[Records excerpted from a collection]
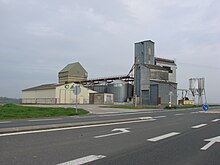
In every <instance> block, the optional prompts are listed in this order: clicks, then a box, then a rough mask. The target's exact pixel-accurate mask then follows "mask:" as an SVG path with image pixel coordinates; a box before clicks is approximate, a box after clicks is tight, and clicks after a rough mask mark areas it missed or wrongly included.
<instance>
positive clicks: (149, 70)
mask: <svg viewBox="0 0 220 165" xmlns="http://www.w3.org/2000/svg"><path fill="white" fill-rule="evenodd" d="M154 52H155V50H154V42H153V41H151V40H147V41H142V42H137V43H135V54H134V64H133V66H132V68H131V70H130V71H129V73H128V74H126V75H122V76H113V77H105V78H97V79H90V80H88V79H87V77H88V72H87V71H86V70H85V69H84V68H83V66H82V65H81V64H80V63H79V62H76V63H71V64H68V65H67V66H65V67H64V68H63V69H62V70H61V71H60V72H59V73H58V84H45V85H40V86H36V87H32V88H28V89H24V90H22V103H33V104H72V103H76V99H75V95H74V94H73V91H72V88H74V87H75V86H80V88H81V93H80V94H79V100H78V101H77V102H78V103H81V104H87V103H91V104H112V103H113V102H118V103H134V104H135V105H144V106H145V105H159V104H176V103H177V83H176V69H177V66H176V63H175V61H174V60H170V59H164V58H158V57H155V55H154ZM69 87H70V88H69Z"/></svg>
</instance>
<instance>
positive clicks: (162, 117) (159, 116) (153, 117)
mask: <svg viewBox="0 0 220 165" xmlns="http://www.w3.org/2000/svg"><path fill="white" fill-rule="evenodd" d="M164 117H167V116H155V117H153V118H155V119H159V118H164Z"/></svg>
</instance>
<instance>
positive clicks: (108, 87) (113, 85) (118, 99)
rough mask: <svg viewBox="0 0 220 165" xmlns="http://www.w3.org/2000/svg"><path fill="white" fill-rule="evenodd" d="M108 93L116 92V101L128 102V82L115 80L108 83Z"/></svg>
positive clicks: (116, 101) (120, 101) (115, 98)
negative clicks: (127, 98) (127, 99)
mask: <svg viewBox="0 0 220 165" xmlns="http://www.w3.org/2000/svg"><path fill="white" fill-rule="evenodd" d="M108 93H112V94H114V102H126V101H127V98H128V83H126V82H125V81H122V80H115V81H113V82H112V83H110V84H109V85H108Z"/></svg>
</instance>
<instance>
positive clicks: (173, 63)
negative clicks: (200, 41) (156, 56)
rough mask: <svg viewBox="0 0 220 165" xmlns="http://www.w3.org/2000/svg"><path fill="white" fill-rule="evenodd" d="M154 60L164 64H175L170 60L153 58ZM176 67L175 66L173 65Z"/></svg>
mask: <svg viewBox="0 0 220 165" xmlns="http://www.w3.org/2000/svg"><path fill="white" fill-rule="evenodd" d="M155 60H156V61H157V62H159V61H160V62H166V63H172V64H175V61H174V60H170V59H165V58H159V57H155ZM175 65H176V64H175Z"/></svg>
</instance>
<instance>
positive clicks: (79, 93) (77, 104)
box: [73, 86, 81, 113]
mask: <svg viewBox="0 0 220 165" xmlns="http://www.w3.org/2000/svg"><path fill="white" fill-rule="evenodd" d="M80 92H81V88H80V86H75V87H74V88H73V93H74V94H75V95H76V113H78V109H77V105H78V94H80Z"/></svg>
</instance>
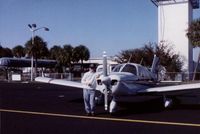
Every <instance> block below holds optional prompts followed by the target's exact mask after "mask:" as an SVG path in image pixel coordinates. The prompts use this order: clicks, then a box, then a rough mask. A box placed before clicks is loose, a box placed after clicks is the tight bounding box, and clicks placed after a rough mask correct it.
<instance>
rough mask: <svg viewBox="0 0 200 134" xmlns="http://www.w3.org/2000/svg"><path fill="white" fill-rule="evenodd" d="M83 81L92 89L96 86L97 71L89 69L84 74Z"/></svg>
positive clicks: (95, 87) (83, 82) (95, 86)
mask: <svg viewBox="0 0 200 134" xmlns="http://www.w3.org/2000/svg"><path fill="white" fill-rule="evenodd" d="M81 83H83V84H85V85H87V86H89V87H90V88H91V89H95V88H96V73H95V72H93V71H91V70H90V71H88V72H86V73H85V74H84V75H83V78H82V79H81Z"/></svg>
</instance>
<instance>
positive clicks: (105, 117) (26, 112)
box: [0, 109, 200, 127]
mask: <svg viewBox="0 0 200 134" xmlns="http://www.w3.org/2000/svg"><path fill="white" fill-rule="evenodd" d="M0 112H8V113H20V114H30V115H43V116H54V117H65V118H78V119H93V120H104V121H116V122H130V123H146V124H159V125H174V126H188V127H200V124H194V123H182V122H164V121H150V120H134V119H122V118H106V117H97V116H81V115H69V114H57V113H46V112H33V111H22V110H12V109H0Z"/></svg>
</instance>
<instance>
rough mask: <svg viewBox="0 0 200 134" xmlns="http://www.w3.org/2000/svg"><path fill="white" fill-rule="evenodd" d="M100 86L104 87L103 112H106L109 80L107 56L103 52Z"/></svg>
mask: <svg viewBox="0 0 200 134" xmlns="http://www.w3.org/2000/svg"><path fill="white" fill-rule="evenodd" d="M101 82H102V84H104V86H105V90H104V107H105V110H106V111H107V110H108V90H109V88H110V83H111V79H110V77H108V72H107V55H106V52H105V51H104V52H103V77H102V79H101Z"/></svg>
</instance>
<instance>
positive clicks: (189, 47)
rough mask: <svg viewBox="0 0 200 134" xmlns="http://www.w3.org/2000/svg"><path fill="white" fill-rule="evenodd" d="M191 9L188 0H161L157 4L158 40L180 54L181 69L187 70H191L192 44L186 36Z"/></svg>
mask: <svg viewBox="0 0 200 134" xmlns="http://www.w3.org/2000/svg"><path fill="white" fill-rule="evenodd" d="M177 1H178V2H177ZM192 10H193V9H192V6H191V4H190V2H189V1H188V0H176V2H171V3H166V2H163V3H162V2H161V3H160V4H159V6H158V42H159V43H160V42H161V41H164V42H165V43H167V44H171V45H173V49H174V51H175V52H176V53H178V54H180V55H181V56H182V59H183V61H184V66H183V70H187V71H188V72H192V71H193V51H192V46H191V44H190V42H189V40H188V38H187V36H186V32H187V29H188V26H189V24H190V22H191V21H192Z"/></svg>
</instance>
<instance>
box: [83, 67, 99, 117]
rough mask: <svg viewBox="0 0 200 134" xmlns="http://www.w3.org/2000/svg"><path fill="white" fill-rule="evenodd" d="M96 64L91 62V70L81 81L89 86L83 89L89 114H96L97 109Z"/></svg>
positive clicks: (84, 101)
mask: <svg viewBox="0 0 200 134" xmlns="http://www.w3.org/2000/svg"><path fill="white" fill-rule="evenodd" d="M95 69H96V68H95V65H94V64H91V65H90V67H89V71H88V72H86V73H85V74H84V75H83V78H82V79H81V83H83V84H85V85H87V86H88V88H84V89H83V100H84V105H85V111H86V114H87V115H92V116H94V110H95V101H94V99H95V88H96V73H95Z"/></svg>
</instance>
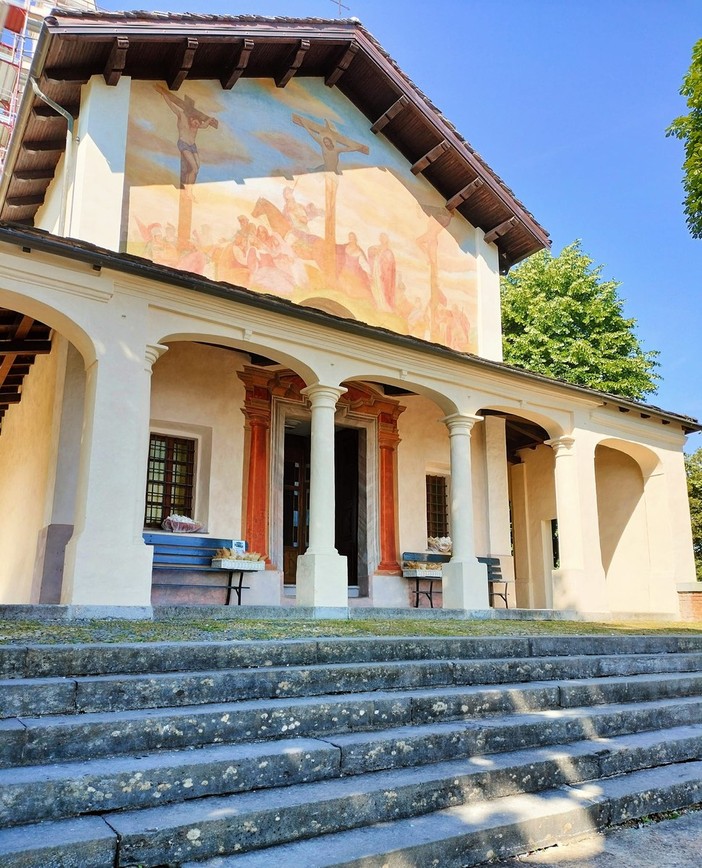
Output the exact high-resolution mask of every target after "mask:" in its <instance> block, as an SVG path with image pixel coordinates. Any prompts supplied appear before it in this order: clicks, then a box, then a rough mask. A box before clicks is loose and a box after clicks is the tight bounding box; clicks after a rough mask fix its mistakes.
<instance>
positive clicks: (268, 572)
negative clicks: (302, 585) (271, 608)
mask: <svg viewBox="0 0 702 868" xmlns="http://www.w3.org/2000/svg"><path fill="white" fill-rule="evenodd" d="M160 343H161V344H163V345H165V346H167V347H168V351H167V352H164V353H163V355H161V356H160V358H159V359H158V360H157V361H156V362H155V363H154V365H153V368H152V382H151V412H150V434H149V436H150V442H149V459H148V467H147V486H146V494H145V505H144V530H145V533H155V532H158V531H159V530H160V526H161V523H162V521H163V520H164V518H165V517H166V516H167V514H168V513H171V512H175V511H177V512H178V513H182V514H185V515H187V516H189V517H190V518H192V519H194V520H195V521H196V522H197V523H198V524H200V525H202V529H201V531H200V533H201V534H202V535H208V536H210V537H214V538H218V539H224V540H232V541H236V540H241V541H245V542H246V544H247V547H248V550H249V551H253V552H257V553H259V554H261V555H262V556H263V557H264V558H265V560H266V564H267V568H266V570H265V571H263V572H261V573H257V574H256V576H255V582H254V581H252V582H251V585H252V587H251V588H250V589H249V590H248V591H247V592H246V595H245V602H246V603H247V604H257V603H258V604H262V605H270V604H278V603H279V602H281V600H282V598H283V577H284V575H285V573H286V563H285V559H284V557H283V539H282V537H283V531H284V517H283V515H282V510H283V508H284V503H285V498H284V487H285V481H284V475H285V467H286V461H287V457H286V453H285V449H286V444H285V432H286V427H287V425H288V424H292V423H289V422H288V407H290V406H293V407H303V408H304V397H303V396H302V395H301V390H302V389H303V388H304V387H305V385H306V382H309V381H310V380H312V379H313V377H314V375H313V374H312V372H311V371H310V369H309V368H308V367H307V366H306V365H305V364H304V363H302V362H300V361H299V360H297V359H294V358H292V357H290V356H289V355H288V354H286V353H284V352H282V353H281V352H280V351H278V350H276V349H273V348H269V347H266V346H262V345H255V347H253V346H252V344H251V342H243V341H238V342H237V341H235V340H232V339H230V338H228V337H224V336H221V337H220V336H215V335H204V334H203V335H200V334H171V335H168V336H166V337H164V338H163V340H162V341H161V342H160ZM293 366H294V368H293ZM291 418H292V417H291ZM302 551H304V549H302V550H301V551H300V553H302ZM294 567H295V564H294V563H291V564H289V565H288V571H289V570H291V569H292V571H293V573H292V581H291V582H290V584H293V585H294ZM218 578H223V577H217V576H215V577H214V578H213V576H210V577H209V578H208V577H205V578H204V579H203V578H202V577H201V579H200V580H199V581H196V582H194V584H193V585H191V586H188V582H186V581H184V576H183V575H182V574H175V573H174V575H172V576H171V575H169V574H167V572H166V571H165V570H159V571H158V575H157V573H156V571H154V584H153V592H152V602H154V603H184V604H192V603H197V604H212V605H215V604H222V603H224V602H225V599H226V596H227V595H226V594H225V593H224V592H223V591H221V590H220V589H219V588H218V587H211V588H209V589H207V588H204V585H206V584H213V582H214V584H217V583H218V582H217V581H216V580H217V579H218ZM195 579H197V577H195ZM205 579H207V581H205ZM197 584H202V585H203V587H202V588H198V587H197V586H196V585H197ZM169 586H170V587H169Z"/></svg>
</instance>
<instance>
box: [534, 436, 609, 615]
mask: <svg viewBox="0 0 702 868" xmlns="http://www.w3.org/2000/svg"><path fill="white" fill-rule="evenodd" d="M545 443H546V445H547V446H550V447H551V448H552V449H553V451H554V452H555V454H556V465H555V471H554V474H555V489H556V514H557V517H558V550H559V555H560V566H559V568H558V569H557V570H554V571H553V607H554V609H571V610H575V611H577V612H606V611H607V610H608V603H607V591H606V585H605V575H604V569H603V567H602V552H601V549H600V530H599V522H598V517H597V488H596V484H595V450H594V445H593V444H590V443H587V442H585V440H582V441H581V442H577V443H576V438H575V437H573V436H572V435H564V436H562V437H558V438H556V439H553V440H546V441H545Z"/></svg>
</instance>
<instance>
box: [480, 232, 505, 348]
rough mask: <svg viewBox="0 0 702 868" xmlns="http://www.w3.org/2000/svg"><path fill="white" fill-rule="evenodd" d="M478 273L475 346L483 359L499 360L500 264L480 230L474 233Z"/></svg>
mask: <svg viewBox="0 0 702 868" xmlns="http://www.w3.org/2000/svg"><path fill="white" fill-rule="evenodd" d="M475 236H476V243H475V246H476V267H477V274H478V346H479V347H480V355H481V356H484V357H485V358H486V359H495V361H498V362H501V361H502V314H501V305H500V262H499V259H500V257H499V251H498V249H497V245H496V244H486V243H485V233H484V232H483V230H482V229H476V230H475Z"/></svg>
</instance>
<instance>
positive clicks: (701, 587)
mask: <svg viewBox="0 0 702 868" xmlns="http://www.w3.org/2000/svg"><path fill="white" fill-rule="evenodd" d="M678 598H679V599H680V617H681V618H682V619H683V621H702V583H701V587H700V590H699V591H678Z"/></svg>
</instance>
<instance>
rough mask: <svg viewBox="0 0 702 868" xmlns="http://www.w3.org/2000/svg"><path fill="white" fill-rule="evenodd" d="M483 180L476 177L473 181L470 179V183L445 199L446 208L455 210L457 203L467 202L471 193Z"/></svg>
mask: <svg viewBox="0 0 702 868" xmlns="http://www.w3.org/2000/svg"><path fill="white" fill-rule="evenodd" d="M484 183H485V181H483V179H482V178H476V179H475V180H474V181H471V182H470V184H466V186H465V187H463V188H462V189H461V190H459V191H458V193H456V195H455V196H451V198H450V199H447V200H446V209H447V210H448V211H455V210H456V208H458V206H459V205H462V204H463V203H464V202H467V201H468V200H469V199H470V197H471V196H472V195H473V193H475V192H476V190H479V189H480V188H481V187H482V186H483V184H484Z"/></svg>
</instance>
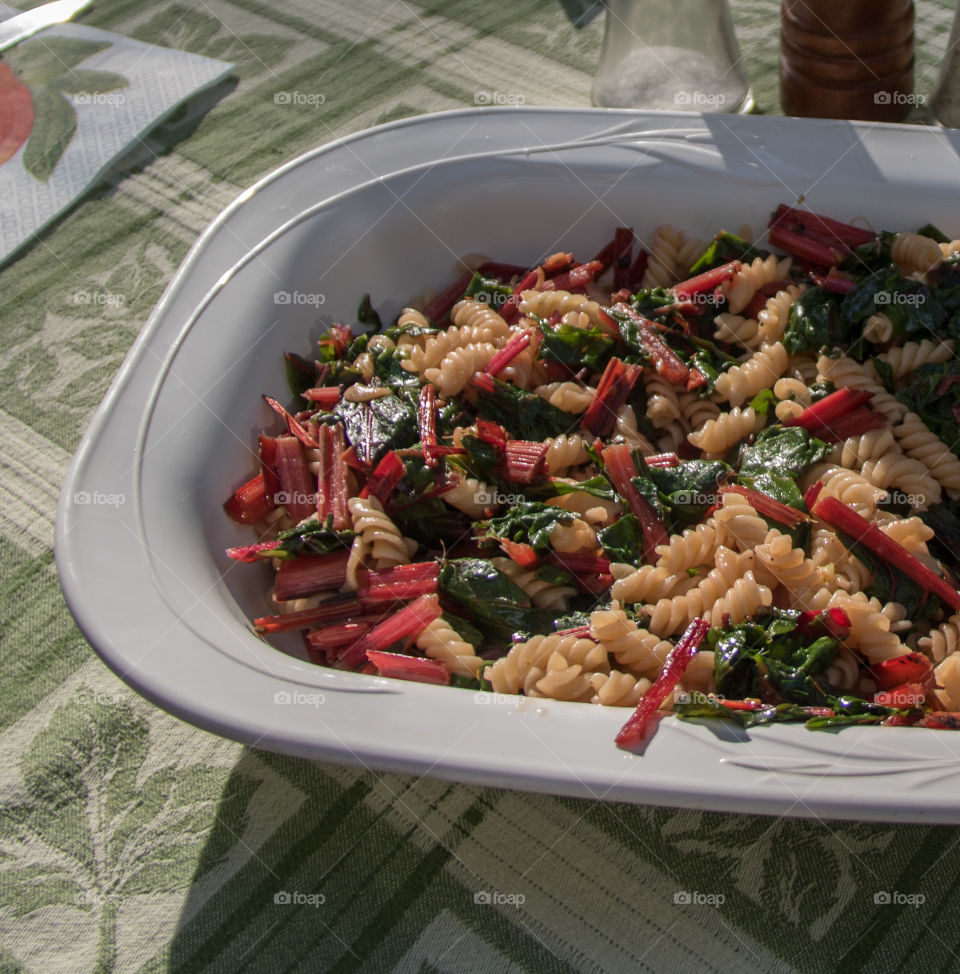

_Required work_
Using the records above, restate word for word the lines from the one with "positive clicks: (149, 70)" through the one with "positive clicks: (116, 101)", both included.

_Solution to the exercise_
positive clicks: (149, 70)
mask: <svg viewBox="0 0 220 165" xmlns="http://www.w3.org/2000/svg"><path fill="white" fill-rule="evenodd" d="M154 52H155V50H154V42H153V41H151V40H147V41H142V42H137V43H135V54H134V64H133V66H132V68H131V70H130V71H129V73H128V74H126V75H122V76H113V77H105V78H97V79H90V80H88V79H87V77H88V72H87V71H86V70H85V69H84V68H83V66H82V65H81V64H80V63H79V62H76V63H71V64H68V65H67V66H65V67H64V68H63V69H62V70H61V71H60V72H59V73H58V84H45V85H40V86H36V87H32V88H28V89H24V90H22V103H33V104H72V103H76V99H75V95H74V94H73V91H72V88H74V87H75V86H80V88H81V93H80V94H79V100H78V101H77V102H78V103H81V104H87V103H91V104H112V103H113V102H118V103H134V104H135V105H144V106H145V105H159V104H176V103H177V83H176V69H177V66H176V63H175V61H174V60H170V59H164V58H158V57H155V55H154ZM69 87H70V88H69Z"/></svg>
</instance>
<instance>
positive clicks: (162, 117) (159, 116) (153, 117)
mask: <svg viewBox="0 0 220 165" xmlns="http://www.w3.org/2000/svg"><path fill="white" fill-rule="evenodd" d="M164 117H167V116H155V117H153V118H155V119H159V118H164Z"/></svg>
</instance>
<instance>
positive clicks: (108, 87) (113, 85) (118, 99)
rough mask: <svg viewBox="0 0 220 165" xmlns="http://www.w3.org/2000/svg"><path fill="white" fill-rule="evenodd" d="M108 93L116 92V101L128 102V82L115 80L108 83Z"/></svg>
positive clicks: (116, 101) (120, 101) (115, 98)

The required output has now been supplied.